## RECORDS FOR THE TASK
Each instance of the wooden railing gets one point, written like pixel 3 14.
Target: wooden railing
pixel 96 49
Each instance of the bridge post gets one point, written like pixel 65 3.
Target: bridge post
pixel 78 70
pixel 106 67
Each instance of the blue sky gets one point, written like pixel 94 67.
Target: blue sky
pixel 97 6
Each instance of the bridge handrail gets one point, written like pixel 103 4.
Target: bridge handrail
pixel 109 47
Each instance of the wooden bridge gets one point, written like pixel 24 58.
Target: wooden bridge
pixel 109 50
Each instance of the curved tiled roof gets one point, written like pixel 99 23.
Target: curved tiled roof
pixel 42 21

## TASK TO CARRY OUT
Present every line of the entries above as a numbered list, omitting any blank lines.

## WRITTEN REPLY
1. Each instance of the wooden railing gets one point, written like pixel 3 14.
2. Target: wooden railing
3. pixel 96 49
4. Each instance of the bridge post gets one point, written like pixel 65 3.
5. Target: bridge post
6. pixel 78 70
7. pixel 106 67
8. Each instance of the blue sky gets one point, written like pixel 94 67.
9. Target: blue sky
10. pixel 97 6
11. Each instance of the bridge handrail gets one point, written like pixel 103 4.
12. Target: bridge handrail
13. pixel 109 47
14. Each instance of the wooden bridge gets one point, written like pixel 24 58.
15. Target: wooden bridge
16. pixel 109 50
17. Each instance of the curved tiled roof gets one point, written like pixel 99 23.
18. Target: curved tiled roof
19. pixel 42 21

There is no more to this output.